Records for the task:
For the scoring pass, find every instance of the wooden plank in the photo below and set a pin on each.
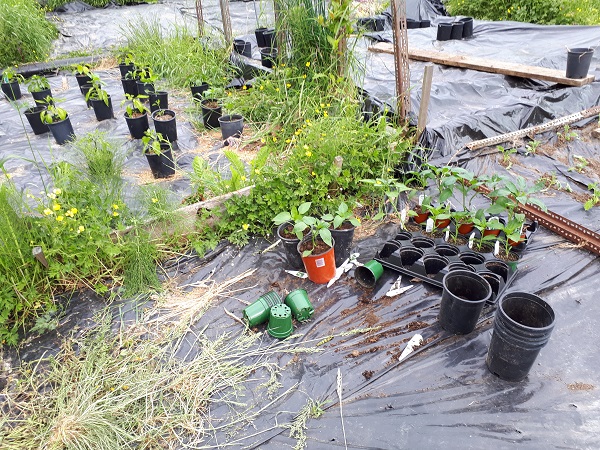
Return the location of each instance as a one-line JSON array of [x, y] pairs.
[[487, 65]]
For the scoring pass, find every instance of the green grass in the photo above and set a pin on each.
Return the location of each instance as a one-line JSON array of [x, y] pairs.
[[552, 12], [25, 33]]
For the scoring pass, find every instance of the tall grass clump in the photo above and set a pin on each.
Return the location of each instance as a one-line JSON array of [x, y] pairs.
[[25, 33], [550, 12], [177, 55]]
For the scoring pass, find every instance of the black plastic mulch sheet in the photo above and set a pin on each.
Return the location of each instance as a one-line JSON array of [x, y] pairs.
[[467, 105]]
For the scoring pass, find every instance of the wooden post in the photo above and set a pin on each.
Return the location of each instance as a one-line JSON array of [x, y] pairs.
[[226, 21], [401, 58], [200, 18], [425, 94]]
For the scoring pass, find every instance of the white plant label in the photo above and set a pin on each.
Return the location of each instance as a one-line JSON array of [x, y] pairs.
[[429, 226]]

Task prompt: Please retype all of the items above word for word, with the pictures left out.

Output for this exercise:
For the scoring pass, find every instance of the wooden plank in the photo below and set a pin on each.
Return the location of each instance as a one-line JSON array of [x, y] pairs.
[[487, 65]]
For the scoring pass, find every instance of the green grass in the photo above and set a pin on each.
Return the location of each instance as a one-line JSON array of [x, y] pairs.
[[552, 12], [25, 33]]
For the scoring pass, find every instance of the tall grass clump in the photo above and set a pin on each.
Return the location of each instance as a one-line JSON array of [x, y] pairs.
[[25, 33], [550, 12], [177, 55]]
For the scoring pass, find every instance of the black plastic mulch sheet in the photo above and set a pin on each.
Return the location of each instance as a one-line JSON array of [x, y] pairs.
[[467, 105]]
For the scoring pass, find every instance of the wooden post in the photo above and set a pin on each.
Return the location of each instance as a one-line JSON array of [x, y] pairs.
[[226, 21], [401, 58], [200, 18], [425, 94]]
For the scoring pass, find every instance of the white plant label in the photo above and set a pin on each.
Return the location of each instance as a one-line JSON array of [x, y] pairs.
[[429, 226]]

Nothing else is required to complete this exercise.